**EXERCISE PROMPT**
When you reach the line containing "Objective: locate each instance of the palm" in the records below, start copying exactly, and stop once you have copied the line containing "Objective: locate each instance of the water".

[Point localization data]
-*-*-

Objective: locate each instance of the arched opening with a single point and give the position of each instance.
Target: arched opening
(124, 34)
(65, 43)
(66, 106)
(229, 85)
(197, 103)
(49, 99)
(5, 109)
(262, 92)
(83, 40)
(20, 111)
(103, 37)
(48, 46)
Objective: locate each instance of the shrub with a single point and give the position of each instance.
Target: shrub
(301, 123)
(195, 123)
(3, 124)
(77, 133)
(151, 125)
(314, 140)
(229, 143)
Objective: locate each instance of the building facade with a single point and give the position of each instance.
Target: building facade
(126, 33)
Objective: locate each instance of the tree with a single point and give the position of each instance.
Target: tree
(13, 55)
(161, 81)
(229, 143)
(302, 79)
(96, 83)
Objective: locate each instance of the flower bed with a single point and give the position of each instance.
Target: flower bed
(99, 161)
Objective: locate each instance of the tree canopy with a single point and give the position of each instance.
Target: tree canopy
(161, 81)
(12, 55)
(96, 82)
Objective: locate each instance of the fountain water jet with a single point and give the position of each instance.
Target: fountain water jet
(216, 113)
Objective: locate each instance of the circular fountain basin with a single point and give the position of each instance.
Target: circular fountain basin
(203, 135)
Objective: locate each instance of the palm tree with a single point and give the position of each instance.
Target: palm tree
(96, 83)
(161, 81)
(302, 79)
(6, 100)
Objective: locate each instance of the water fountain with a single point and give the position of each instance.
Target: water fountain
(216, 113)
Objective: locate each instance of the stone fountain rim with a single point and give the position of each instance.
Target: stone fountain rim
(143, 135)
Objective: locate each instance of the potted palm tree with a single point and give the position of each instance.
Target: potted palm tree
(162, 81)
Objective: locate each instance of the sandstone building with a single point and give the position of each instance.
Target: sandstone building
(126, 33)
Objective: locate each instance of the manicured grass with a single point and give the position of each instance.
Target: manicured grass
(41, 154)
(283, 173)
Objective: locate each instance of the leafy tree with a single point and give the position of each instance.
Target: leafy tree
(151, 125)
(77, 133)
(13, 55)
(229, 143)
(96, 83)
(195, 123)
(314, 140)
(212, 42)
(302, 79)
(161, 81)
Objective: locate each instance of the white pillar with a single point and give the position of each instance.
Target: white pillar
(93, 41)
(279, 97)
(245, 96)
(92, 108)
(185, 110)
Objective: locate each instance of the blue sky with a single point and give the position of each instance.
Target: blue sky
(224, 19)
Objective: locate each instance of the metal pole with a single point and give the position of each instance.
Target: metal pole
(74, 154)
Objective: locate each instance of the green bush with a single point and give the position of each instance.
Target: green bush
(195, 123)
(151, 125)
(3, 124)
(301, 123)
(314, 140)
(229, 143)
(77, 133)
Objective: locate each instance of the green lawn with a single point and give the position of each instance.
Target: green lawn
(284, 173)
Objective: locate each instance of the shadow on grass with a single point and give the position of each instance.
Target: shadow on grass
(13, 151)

-*-*-

**PROBLEM SOLUTION**
Objective: locate each instance of the palm tree with a single point and give the position of each instance.
Target: palm tree
(96, 83)
(161, 81)
(302, 79)
(6, 100)
Objective: locate each instance of the water fountain with a single point and give the position of each instance.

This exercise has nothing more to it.